_TASK OBJECTIVE_: Which lines in the records below contain the word "green"? Copy each one out.

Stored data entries
________________

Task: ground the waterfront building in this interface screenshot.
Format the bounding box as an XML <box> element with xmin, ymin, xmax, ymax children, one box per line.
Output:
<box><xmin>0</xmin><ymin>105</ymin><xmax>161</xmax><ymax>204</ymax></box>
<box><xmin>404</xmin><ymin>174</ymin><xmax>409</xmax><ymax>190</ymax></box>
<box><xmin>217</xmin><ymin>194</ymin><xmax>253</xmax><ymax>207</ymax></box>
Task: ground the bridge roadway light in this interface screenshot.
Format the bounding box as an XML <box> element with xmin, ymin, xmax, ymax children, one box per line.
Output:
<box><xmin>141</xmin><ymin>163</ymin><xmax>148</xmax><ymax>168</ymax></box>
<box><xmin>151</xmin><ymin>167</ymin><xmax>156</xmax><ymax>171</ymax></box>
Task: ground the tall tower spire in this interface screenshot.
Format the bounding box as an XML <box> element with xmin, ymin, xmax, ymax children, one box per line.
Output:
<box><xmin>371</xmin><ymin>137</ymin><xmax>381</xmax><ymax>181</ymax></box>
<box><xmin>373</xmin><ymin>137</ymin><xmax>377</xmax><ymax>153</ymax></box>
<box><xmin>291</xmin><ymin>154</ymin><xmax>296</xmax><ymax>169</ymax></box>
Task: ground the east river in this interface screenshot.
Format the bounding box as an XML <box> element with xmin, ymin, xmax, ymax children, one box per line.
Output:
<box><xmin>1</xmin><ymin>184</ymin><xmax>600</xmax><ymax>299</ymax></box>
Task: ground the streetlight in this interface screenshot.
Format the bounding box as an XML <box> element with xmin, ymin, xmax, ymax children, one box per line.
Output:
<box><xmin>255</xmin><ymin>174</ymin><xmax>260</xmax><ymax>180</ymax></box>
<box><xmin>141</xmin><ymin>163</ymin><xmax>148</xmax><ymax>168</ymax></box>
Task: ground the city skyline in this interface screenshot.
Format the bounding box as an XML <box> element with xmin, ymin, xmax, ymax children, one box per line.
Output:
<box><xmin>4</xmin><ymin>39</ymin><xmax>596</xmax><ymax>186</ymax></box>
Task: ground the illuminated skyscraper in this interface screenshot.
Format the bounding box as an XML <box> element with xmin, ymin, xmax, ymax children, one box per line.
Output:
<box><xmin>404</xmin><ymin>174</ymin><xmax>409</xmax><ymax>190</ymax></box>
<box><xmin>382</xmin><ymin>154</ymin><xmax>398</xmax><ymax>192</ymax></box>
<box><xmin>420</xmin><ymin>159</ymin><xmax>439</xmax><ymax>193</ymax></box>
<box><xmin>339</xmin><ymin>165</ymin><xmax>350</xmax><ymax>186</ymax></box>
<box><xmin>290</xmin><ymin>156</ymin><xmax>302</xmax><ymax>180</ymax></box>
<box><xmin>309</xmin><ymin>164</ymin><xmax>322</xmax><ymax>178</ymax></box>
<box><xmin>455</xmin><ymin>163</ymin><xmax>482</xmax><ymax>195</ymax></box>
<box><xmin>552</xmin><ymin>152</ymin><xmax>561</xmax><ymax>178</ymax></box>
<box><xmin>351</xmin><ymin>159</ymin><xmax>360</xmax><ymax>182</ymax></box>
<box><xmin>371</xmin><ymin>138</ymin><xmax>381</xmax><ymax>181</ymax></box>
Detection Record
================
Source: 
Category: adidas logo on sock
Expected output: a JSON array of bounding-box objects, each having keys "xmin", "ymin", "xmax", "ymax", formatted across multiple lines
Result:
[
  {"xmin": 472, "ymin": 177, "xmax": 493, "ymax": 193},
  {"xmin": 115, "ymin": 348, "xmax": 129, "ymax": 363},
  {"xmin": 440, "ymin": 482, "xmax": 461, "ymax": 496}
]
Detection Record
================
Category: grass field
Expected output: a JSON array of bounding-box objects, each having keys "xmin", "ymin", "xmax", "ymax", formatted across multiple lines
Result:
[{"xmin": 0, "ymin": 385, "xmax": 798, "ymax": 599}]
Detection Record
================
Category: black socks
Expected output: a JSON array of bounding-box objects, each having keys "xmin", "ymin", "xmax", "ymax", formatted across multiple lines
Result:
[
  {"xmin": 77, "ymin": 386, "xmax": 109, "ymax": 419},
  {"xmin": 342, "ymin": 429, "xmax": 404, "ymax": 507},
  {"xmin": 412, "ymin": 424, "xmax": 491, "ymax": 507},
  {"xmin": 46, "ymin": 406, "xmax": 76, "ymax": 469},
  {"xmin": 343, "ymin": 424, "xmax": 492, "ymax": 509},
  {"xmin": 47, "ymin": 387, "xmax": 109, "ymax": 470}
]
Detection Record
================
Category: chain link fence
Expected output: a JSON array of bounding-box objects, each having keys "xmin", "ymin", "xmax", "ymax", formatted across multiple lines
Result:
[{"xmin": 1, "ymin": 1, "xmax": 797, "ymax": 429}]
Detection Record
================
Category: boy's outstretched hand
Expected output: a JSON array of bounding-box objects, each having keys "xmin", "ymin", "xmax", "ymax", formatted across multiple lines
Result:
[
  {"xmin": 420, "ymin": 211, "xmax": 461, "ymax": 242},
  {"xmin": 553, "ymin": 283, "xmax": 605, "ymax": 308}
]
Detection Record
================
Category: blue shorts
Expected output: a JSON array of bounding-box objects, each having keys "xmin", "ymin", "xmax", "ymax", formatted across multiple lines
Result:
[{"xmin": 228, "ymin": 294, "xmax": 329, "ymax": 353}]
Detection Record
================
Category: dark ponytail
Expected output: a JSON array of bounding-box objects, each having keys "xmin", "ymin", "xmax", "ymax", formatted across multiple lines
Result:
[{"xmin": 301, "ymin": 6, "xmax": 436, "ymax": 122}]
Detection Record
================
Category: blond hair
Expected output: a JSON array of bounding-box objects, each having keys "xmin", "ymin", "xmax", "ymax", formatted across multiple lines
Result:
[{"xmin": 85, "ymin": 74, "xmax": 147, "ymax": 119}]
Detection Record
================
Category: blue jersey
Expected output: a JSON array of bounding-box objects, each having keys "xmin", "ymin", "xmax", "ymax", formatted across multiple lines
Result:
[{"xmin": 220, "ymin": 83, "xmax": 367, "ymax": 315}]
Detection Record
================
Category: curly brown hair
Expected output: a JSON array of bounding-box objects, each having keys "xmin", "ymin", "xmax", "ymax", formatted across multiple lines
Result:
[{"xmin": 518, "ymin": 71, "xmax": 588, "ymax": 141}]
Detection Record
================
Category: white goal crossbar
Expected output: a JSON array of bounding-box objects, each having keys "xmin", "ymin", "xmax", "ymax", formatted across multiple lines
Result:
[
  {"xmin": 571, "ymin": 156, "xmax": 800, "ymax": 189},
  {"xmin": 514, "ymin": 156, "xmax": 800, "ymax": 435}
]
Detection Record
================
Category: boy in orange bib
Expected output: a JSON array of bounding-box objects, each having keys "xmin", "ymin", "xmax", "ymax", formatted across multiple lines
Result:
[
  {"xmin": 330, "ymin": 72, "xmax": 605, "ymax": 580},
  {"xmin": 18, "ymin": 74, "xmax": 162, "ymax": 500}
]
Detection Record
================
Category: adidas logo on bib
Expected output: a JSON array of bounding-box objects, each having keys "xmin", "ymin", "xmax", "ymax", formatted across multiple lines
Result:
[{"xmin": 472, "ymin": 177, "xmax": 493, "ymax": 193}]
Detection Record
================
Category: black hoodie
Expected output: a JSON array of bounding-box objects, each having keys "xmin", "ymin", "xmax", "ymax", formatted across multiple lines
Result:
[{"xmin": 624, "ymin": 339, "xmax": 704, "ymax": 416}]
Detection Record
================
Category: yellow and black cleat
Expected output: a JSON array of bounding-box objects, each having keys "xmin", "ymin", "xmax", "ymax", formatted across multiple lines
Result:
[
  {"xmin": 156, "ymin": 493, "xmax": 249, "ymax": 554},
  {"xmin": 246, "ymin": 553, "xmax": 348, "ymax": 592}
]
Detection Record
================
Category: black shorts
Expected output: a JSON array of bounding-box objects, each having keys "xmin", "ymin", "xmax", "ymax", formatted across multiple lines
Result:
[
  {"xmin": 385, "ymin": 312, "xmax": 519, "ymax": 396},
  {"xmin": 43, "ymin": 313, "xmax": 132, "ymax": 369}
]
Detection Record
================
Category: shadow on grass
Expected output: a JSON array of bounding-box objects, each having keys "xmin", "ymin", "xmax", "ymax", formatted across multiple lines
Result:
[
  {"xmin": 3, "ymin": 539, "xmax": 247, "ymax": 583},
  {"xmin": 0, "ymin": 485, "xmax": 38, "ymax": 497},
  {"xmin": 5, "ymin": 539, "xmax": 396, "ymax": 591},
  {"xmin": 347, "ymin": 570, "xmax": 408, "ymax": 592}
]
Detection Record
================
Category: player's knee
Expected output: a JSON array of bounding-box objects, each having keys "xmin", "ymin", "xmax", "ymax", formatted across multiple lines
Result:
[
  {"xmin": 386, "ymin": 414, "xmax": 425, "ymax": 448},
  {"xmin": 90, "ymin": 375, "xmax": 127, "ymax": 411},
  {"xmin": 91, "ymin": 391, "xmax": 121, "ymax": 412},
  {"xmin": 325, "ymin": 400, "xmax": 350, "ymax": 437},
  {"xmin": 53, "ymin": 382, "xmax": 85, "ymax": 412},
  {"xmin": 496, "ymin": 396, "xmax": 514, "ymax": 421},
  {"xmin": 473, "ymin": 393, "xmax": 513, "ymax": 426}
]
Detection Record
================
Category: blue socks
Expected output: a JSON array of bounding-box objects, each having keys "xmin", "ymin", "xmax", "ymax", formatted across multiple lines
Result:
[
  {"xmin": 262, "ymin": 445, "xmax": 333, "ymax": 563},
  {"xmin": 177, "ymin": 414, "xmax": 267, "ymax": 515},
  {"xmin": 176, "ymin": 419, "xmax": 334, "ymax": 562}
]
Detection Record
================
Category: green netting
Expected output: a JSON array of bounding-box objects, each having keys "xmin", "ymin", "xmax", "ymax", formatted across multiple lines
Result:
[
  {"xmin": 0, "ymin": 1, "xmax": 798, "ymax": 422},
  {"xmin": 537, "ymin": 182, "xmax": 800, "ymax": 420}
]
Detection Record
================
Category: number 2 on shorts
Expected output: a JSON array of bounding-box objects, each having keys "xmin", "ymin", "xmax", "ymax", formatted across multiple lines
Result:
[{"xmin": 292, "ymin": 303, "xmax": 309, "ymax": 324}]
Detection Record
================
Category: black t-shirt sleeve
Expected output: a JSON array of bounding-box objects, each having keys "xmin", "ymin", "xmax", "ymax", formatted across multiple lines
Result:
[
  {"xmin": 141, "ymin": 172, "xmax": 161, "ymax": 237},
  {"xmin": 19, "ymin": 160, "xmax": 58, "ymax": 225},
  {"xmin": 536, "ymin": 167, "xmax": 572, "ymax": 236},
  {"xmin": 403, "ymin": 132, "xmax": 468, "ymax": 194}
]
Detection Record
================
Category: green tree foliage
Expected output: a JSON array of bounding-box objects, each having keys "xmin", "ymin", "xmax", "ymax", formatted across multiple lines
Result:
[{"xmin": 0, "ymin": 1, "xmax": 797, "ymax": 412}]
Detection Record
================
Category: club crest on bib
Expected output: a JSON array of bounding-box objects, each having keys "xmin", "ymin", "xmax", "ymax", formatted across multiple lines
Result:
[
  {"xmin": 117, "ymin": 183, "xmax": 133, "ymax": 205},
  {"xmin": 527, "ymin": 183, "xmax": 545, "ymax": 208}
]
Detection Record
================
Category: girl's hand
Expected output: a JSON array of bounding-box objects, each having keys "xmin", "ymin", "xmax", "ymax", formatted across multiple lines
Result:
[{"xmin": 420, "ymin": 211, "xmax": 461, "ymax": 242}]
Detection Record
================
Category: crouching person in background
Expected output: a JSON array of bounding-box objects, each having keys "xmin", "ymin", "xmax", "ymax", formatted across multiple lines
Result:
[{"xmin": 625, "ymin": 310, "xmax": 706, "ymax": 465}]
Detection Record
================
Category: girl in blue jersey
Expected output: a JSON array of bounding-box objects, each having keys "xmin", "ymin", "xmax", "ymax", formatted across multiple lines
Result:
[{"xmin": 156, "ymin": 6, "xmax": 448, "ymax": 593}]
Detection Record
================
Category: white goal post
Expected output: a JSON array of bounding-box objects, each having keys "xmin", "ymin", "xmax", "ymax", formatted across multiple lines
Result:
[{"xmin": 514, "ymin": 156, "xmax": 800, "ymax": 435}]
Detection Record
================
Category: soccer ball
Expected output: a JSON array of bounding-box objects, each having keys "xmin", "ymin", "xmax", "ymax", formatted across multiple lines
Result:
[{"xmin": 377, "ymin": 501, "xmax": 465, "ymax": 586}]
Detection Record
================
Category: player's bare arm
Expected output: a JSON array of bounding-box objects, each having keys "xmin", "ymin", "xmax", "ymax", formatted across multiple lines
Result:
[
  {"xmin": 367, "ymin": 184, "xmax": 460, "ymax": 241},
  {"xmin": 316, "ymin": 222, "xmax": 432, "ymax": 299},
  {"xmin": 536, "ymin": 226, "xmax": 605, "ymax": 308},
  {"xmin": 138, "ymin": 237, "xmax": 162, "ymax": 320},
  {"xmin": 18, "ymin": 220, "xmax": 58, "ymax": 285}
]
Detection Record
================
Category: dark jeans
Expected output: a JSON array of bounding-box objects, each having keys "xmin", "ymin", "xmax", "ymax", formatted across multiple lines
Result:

________________

_WRITTEN RESPONSE_:
Category: green netting
Category: green tree foliage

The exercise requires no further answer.